What is required
Retype the passage of the forum thread on lvalues from "In article <6539@alice.uUCp>" up to and including "a BCPL value.".

Extracted text
____
[comp.lang.c] lvalues

dmr@alice.UUCP (01/16/87)

The question of lvalues has arisen recently both in the context
of the silly C book review, and also in relation to the operand
of ++.  The term is old (it comes from BCPL or earlier) and
just denotes the things that can appear on the left (`l') of
an assignment.

The White Book and the current ANSI draft both waffle about whether
the term is formal or descriptive; they introduce it by, respectively,
"an expression referring to an object [which is a] manipulatable
region of storage;" and "an expression that designates an object."

It might cause less confusion if the definition were explicitly syntactic,
and only certain lvalues were permitted by the semantics to be
assigned to.  In this scheme, an lvalue (eliding precedence) is defined
as one of

	identifier
	( lvalue )
	lvalue . identifier
	* expression

Also, by applying equivalence rules,

	expression[expression]     =>    *(expression + expression)
	expression->identifier     =>    (*expression).identifier

Only some lvalues can appear on the left of `=' (e.g.: not array,
not const, not function).  Even more restrictions apply to operands
of `&': not register, not bit-field.

This suggestion doesn't change the language, but it makes it
clearer what an lvalue actually is.  Both the old and new
reference manuals make it hard for the reader to enumerate the possible
lvalues.

		Dennis Ritchie
		research!dmr

firth@sei.cmu.edu (Robert Firth) (01/19/87)

In article <6539@alice.uUCp> dmr@alice.UUCP writes:
>The question of lvalues has arisen recently both in the context
>of the silly C book review, and also in relation to the operand
>of ++.  The term is old (it comes from BCPL or earlier) and
>just denotes the things that can appear on the left (`l') of
>an assignment.
>

The current BCPL Standard does not use the terms Lvalue and
Rvalue.  It talks of "lmode evaluation" and "rmode evaluation".
The latter mode yields a value; the former mode yields a
value with the special property that it represents the address
of a "cell", ie a storage location able to hold a BCPL value.

L-expressions occur in two contexts: as the LHS of an assignment
and after the address construction operator ('@' in BCPL, '&'
in C)

>The White Book and the current ANSI draft both waffle about whether
>the term is formal or descriptive; they introduce it by, respectively,
>"an expression referring to an object [which is a] manipulatable
>region of storage;" and "an expression that designates an object."
____
Given information
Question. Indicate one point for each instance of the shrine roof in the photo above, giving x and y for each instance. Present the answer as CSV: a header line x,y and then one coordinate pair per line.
____
Expected answer
In article <6539@alice.uUCp> dmr@alice.UUCP writes:
>The question of lvalues has arisen recently both in the context
>of the silly C book review, and also in relation to the operand
>of ++.  The term is old (it comes from BCPL or earlier) and
>just denotes the things that can appear on the left (`l') of
>an assignment.
>

The current BCPL Standard does not use the terms Lvalue and
Rvalue.  It talks of "lmode evaluation" and "rmode evaluation".
The latter mode yields a value; the former mode yields a
value with the special property that it represents the address
of a "cell", ie a storage location able to hold a BCPL value.